What you need to do >>
[1] Using the text on galactic discs, answer these:
(a) How does it define the scale length?
(b) Roughly how large is the scale height compared with the scale length?
(c) What have some galaxies been found to have in their outermost regions?
[2] Reproduce word for word the passage of the text on galactic discs that begins at the words "where $h_z \approx" and ends after the words "with the radius.".
START Source extract

== Stellar component ==

=== Exponential surface brightness profiles ===
Galactic discs have surface brightness profiles that very closely follow exponential functions in both the radial and vertical directions.

==== Radial profile ====
The surface brightness radial profile of the galactic disc of a typical disc galaxy (viewed face-on) roughly follows an exponential function:

$$I(R) = I_{0} \exp \left[{-\frac{R}{h_R}}\right],$$

where $I_0$ is the galaxy's central brightness and $h_R$ is the scale length. The scale length is the radius at which the galaxy is a factor of e (≈2.7) less bright than it is at its center. Due to the diversity in the shapes and sizes of galaxies, not all galactic discs follow this simple exponential form in their brightness profiles. Some galaxies have been found to have discs with profiles that become truncated in the outermost regions.

==== Vertical profile ====
When viewed edge-on, the vertical surface brightness profiles of galactic discs follow a very similar exponential profile that is proportional to the disc's radial profile:

$$I(R,z) = I(R)\exp \left[ -\frac{\vert z \vert}{h_z} \right] = I_0\exp \left[-\left(\frac{R}{h_R}+\frac{\vert z \vert}{h_z}\right) \right],$$

where $h_z \approx 0.1h_R$ is the scale height. Although exponential profiles serve as a useful first approximation, vertical surface brightness profiles can also be more complicated. For example, the scale height $h_z$, although assumed to be a constant above, can in some cases increase with the radius.
END Source extract
START Data for review
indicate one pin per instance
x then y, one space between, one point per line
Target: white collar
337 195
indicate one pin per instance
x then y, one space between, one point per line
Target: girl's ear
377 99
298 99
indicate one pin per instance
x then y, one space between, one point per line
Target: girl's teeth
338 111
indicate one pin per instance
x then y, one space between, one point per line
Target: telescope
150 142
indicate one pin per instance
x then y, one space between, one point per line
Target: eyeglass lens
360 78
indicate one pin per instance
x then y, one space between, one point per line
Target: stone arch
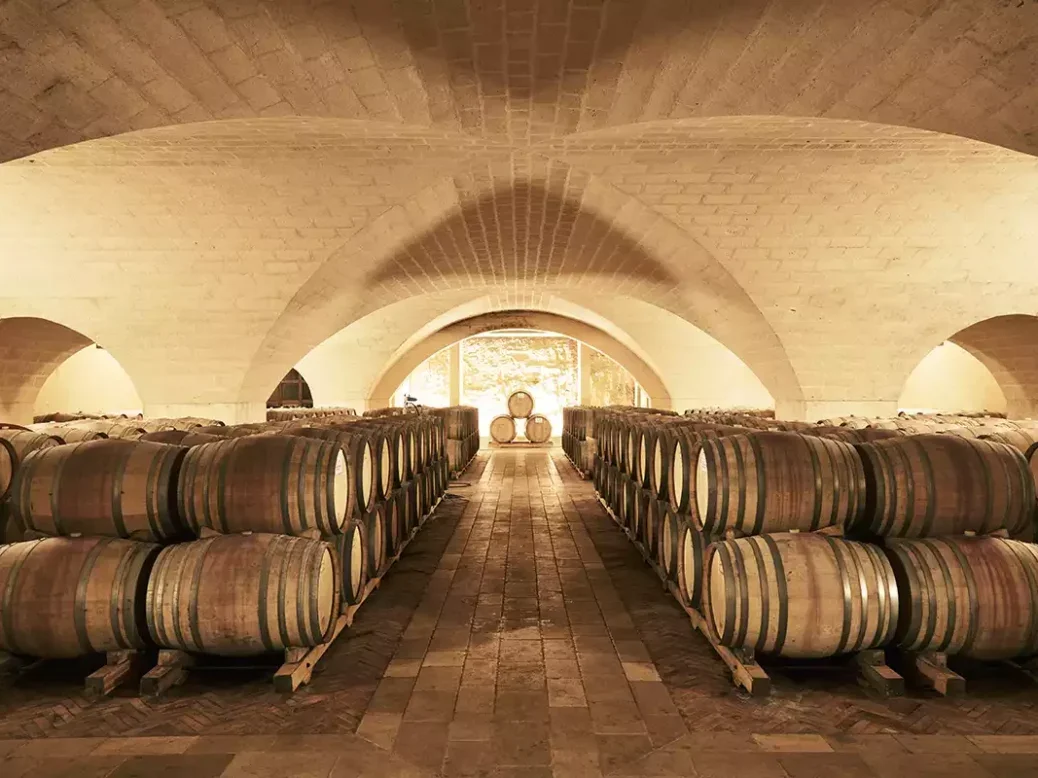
556 231
1008 346
393 373
31 349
END Data for review
List of solutions >>
[1]
(a) The scale length is the radius at which the galaxy is a factor of e (≈2.7) less bright than it is at its center.
(b) The scale height is about 0.1 times the scale length.
(c) Some galaxies have been found to have discs with profiles that become truncated in their outermost regions.

[2]
where $h_z \approx 0.1h_R$ is the scale height. Although exponential profiles serve as a useful first approximation, vertical surface brightness profiles can also be more complicated. For example, the scale height $h_z$, although assumed to be a constant above, can in some cases increase with the radius.